Objective:
How many of the lines below contain the string "tail"? Reply with the number only.

┄┄┄┄┄┄┄┄┄┄

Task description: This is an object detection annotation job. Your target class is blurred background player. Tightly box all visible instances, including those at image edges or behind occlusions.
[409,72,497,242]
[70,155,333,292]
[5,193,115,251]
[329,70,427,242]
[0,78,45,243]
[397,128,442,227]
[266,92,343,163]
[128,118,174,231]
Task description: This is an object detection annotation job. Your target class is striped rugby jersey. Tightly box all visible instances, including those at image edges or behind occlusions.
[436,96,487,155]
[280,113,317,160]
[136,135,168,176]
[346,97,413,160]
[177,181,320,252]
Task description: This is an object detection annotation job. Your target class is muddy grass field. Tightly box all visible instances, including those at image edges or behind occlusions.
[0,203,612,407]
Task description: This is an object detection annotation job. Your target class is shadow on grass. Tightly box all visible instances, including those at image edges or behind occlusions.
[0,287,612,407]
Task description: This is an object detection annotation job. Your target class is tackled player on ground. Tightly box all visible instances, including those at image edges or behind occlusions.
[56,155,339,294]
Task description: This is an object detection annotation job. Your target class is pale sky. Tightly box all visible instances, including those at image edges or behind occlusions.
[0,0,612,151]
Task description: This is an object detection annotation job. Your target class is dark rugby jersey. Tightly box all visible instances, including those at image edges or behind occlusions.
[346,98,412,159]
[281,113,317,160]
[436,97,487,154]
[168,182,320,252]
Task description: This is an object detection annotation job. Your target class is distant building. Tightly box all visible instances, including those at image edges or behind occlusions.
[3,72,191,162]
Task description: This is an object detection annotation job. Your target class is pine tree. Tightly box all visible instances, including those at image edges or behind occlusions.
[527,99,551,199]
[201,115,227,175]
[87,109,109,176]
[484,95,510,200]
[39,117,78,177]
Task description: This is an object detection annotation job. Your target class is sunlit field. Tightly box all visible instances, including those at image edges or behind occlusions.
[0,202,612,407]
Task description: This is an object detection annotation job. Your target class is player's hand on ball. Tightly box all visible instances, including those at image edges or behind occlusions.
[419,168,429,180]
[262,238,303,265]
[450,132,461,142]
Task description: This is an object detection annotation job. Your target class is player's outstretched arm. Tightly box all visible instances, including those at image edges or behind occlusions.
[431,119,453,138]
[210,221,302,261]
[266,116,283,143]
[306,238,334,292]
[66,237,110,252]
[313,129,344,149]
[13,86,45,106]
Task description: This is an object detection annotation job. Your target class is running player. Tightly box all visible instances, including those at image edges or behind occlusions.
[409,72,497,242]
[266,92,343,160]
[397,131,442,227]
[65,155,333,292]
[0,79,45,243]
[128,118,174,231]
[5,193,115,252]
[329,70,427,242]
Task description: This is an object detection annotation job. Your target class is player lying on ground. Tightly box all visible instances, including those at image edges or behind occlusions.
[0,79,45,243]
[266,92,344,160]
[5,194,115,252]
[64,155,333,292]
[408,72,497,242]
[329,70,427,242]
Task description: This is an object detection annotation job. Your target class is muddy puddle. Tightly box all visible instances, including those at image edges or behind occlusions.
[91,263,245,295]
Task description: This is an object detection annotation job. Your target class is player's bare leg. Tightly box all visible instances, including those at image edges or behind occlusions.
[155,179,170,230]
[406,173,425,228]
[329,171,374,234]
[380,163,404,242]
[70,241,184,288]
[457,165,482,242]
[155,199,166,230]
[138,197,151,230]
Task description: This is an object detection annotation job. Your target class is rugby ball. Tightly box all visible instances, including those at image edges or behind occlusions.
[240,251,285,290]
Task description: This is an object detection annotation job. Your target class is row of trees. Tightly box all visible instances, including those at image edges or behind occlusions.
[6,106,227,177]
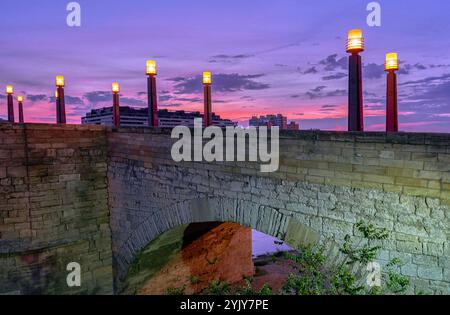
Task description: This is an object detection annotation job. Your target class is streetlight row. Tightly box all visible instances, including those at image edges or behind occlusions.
[2,29,399,132]
[347,29,399,132]
[6,60,212,127]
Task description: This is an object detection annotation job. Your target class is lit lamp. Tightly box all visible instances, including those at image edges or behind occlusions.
[203,72,212,128]
[6,85,14,123]
[55,75,66,124]
[384,53,398,132]
[17,96,24,124]
[111,82,120,128]
[146,60,158,127]
[347,30,364,131]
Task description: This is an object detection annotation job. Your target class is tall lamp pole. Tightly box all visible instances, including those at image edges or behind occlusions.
[56,75,66,124]
[111,82,120,128]
[146,60,158,128]
[6,85,14,123]
[17,96,24,124]
[384,53,398,132]
[347,30,364,131]
[203,72,212,128]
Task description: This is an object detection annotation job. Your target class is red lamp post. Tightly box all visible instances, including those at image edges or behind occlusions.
[6,85,14,123]
[112,82,120,128]
[17,96,24,124]
[203,72,212,128]
[55,75,66,124]
[347,30,364,131]
[384,53,398,132]
[146,60,158,128]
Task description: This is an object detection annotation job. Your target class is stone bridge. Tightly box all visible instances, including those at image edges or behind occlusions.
[0,124,450,294]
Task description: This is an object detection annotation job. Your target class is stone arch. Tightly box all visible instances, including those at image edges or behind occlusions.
[113,196,324,288]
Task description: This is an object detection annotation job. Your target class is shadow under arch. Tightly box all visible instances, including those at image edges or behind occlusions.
[113,196,321,292]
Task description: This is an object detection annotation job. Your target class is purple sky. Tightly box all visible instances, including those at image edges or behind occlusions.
[0,0,450,132]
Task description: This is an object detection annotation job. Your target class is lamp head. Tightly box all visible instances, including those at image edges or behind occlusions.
[146,60,158,75]
[56,75,65,87]
[203,72,212,85]
[384,53,398,71]
[347,29,364,54]
[111,82,120,93]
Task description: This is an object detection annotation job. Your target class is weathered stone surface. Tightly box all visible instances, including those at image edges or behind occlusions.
[108,129,450,293]
[0,124,113,294]
[0,124,450,293]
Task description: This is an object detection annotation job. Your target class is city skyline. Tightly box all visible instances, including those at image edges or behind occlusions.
[0,0,450,132]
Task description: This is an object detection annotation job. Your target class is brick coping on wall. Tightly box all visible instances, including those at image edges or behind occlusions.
[0,123,450,148]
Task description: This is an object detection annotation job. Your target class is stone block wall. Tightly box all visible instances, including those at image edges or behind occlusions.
[0,123,112,294]
[108,129,450,293]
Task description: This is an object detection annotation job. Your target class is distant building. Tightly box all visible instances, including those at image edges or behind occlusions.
[249,114,299,130]
[81,106,237,128]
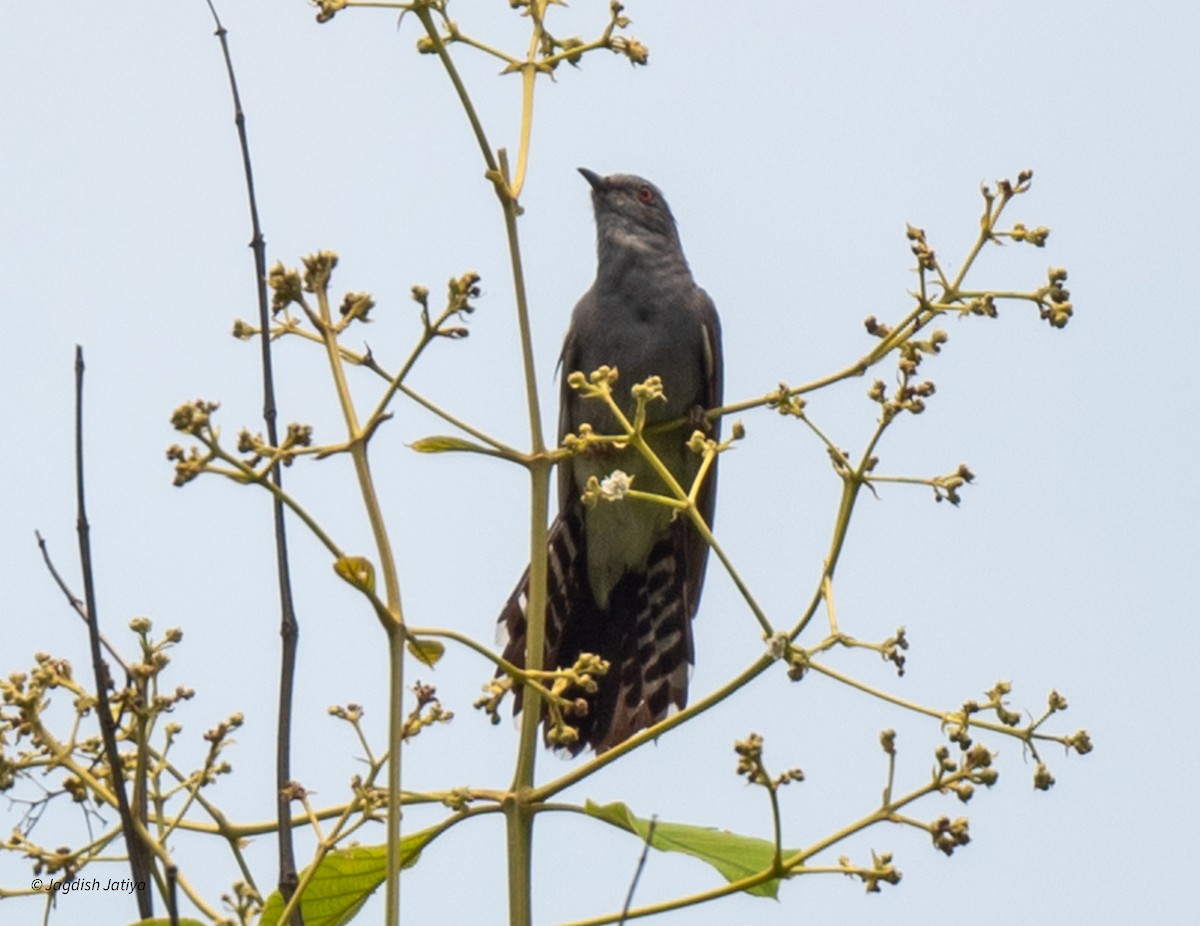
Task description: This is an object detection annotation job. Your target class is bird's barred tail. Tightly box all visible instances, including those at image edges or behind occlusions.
[500,517,696,754]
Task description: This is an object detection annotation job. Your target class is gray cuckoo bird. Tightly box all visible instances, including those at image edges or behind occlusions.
[500,168,722,754]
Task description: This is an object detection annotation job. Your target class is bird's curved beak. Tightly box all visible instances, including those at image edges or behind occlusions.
[578,167,608,193]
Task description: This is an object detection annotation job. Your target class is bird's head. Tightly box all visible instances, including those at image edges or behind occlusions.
[580,167,679,254]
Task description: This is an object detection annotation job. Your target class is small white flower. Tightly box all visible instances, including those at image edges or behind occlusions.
[600,469,634,501]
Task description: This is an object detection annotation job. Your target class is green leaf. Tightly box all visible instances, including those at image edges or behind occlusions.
[409,434,491,453]
[407,637,446,666]
[334,557,374,595]
[259,826,440,926]
[584,800,796,897]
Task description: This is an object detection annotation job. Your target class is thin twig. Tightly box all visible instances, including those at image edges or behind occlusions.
[74,345,154,920]
[206,0,304,926]
[34,530,130,678]
[617,816,659,926]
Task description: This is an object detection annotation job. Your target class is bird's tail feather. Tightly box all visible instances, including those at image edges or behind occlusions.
[500,516,694,754]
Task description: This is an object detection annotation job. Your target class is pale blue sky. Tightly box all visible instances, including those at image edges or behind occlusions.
[0,0,1200,926]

┄┄┄┄┄┄┄┄┄┄

Written solution:
2